====== Document text ======
How is the Iranian program then an “existential threat” to anyone? Israel has hundreds of nuclear weapons — America thousands. Critics say Iran still refuses to shut down the centrifuges turning out low-grade uranium. But if Iran stops the centrifuges, she surrenders her last bargaining chip to get sanctions lifted. Critics say Iran is trying to abort Hillary Clinton’s campaign to have the Security Council impose a fourth round of sanctions. Undeniably true. But if the purpose of sanctions is to force Iran to negotiate its nuclear program, they are already working. Tehran’s latest offer represents real movement. Critics say Iran will weasel out if we take up the deal. Perhaps. Internal opposition caused Ahmadinejad to back away from Obama’s original offer, after he had indicated initial acceptance. But, if so, Iran will be seen as duplicitous by Turkey and Brazil.
To the world today, the United States appears enraged that Iran is responding to America’s own offer, that it is we who do not want a peaceful resolution, that we and the Israelis are as hell-bent on war and “regime change” in Iran as George W. Bush was on war and regime change in Iraq. While the Brazilians and Turks have surely complicated Hillary’s diplomacy, their motives are not necessarily sinister or malevolent. Lula may be trying to one-up Obama and win a Nobel Prize as he leaves office. But what is wrong with that? Bill Clinton had a Nobel in mind when, in his final days, he went all-out for a Palestinian peace. And Erdogan leads a country that cannot wish to see Iran acquire nuclear weapons. For Shia Iran shares a border with Sunni Turkey, and the two are rivals for influence in the Islamic world and Central Asia. Moreover, an Iranian bomb would force Turkey to consider a Turkish bomb. Erdogan thus has every incentive to seek a resolution of this crisis, to keep Iran free of nuclear weapons, and avert a war between yet another neighbor and his NATO ally, the United States.
======
Directions for this task: Reproduce the commentary on Iran's nuclear program and the Turkish-Brazilian deal word for word, in full.
====== Data section ======
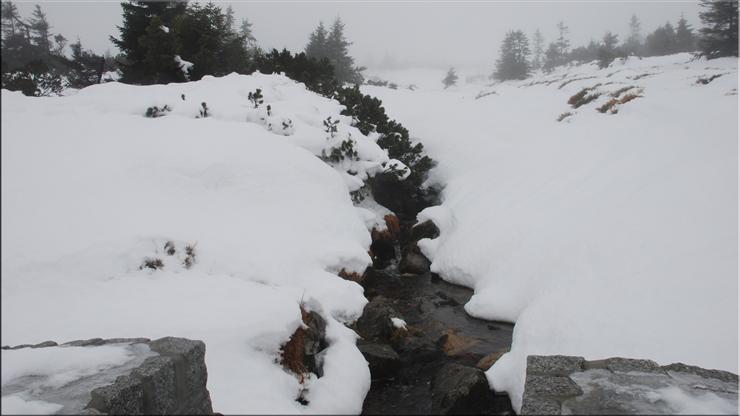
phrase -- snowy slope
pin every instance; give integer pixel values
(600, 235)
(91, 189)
======
====== Data section ======
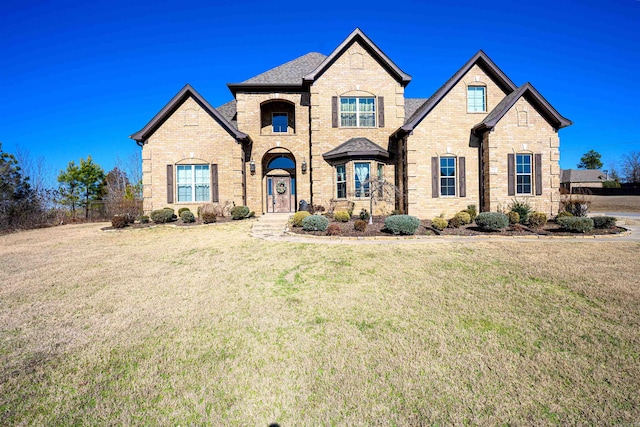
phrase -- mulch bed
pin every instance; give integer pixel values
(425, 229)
======
====== Data section ======
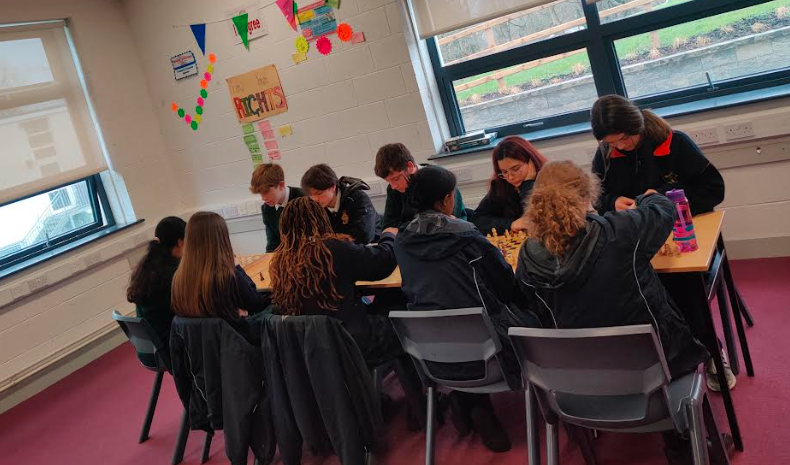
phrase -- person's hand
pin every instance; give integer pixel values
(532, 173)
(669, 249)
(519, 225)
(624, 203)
======
Task solution:
How is the Iranian program then an “existential threat” to anyone? Israel has hundreds of nuclear weapons — America thousands. Critics say Iran still refuses to shut down the centrifuges turning out low-grade uranium. But if Iran stops the centrifuges, she surrenders her last bargaining chip to get sanctions lifted. Critics say Iran is trying to abort Hillary Clinton’s campaign to have the Security Council impose a fourth round of sanctions. Undeniably true. But if the purpose of sanctions is to force Iran to negotiate its nuclear program, they are already working. Tehran’s latest offer represents real movement. Critics say Iran will weasel out if we take up the deal. Perhaps. Internal opposition caused Ahmadinejad to back away from Obama’s original offer, after he had indicated initial acceptance. But, if so, Iran will be seen as duplicitous by Turkey and Brazil.
To the world today, the United States appears enraged that Iran is responding to America’s own offer, that it is we who do not want a peaceful resolution, that we and the Israelis are as hell-bent on war and “regime change” in Iran as George W. Bush was on war and regime change in Iraq. While the Brazilians and Turks have surely complicated Hillary’s diplomacy, their motives are not necessarily sinister or malevolent. Lula may be trying to one-up Obama and win a Nobel Prize as he leaves office. But what is wrong with that? Bill Clinton had a Nobel in mind when, in his final days, he went all-out for a Palestinian peace. And Erdogan leads a country that cannot wish to see Iran acquire nuclear weapons. For Shia Iran shares a border with Sunni Turkey, and the two are rivals for influence in the Islamic world and Central Asia. Moreover, an Iranian bomb would force Turkey to consider a Turkish bomb. Erdogan thus has every incentive to seek a resolution of this crisis, to keep Iran free of nuclear weapons, and avert a war between yet another neighbor and his NATO ally, the United States.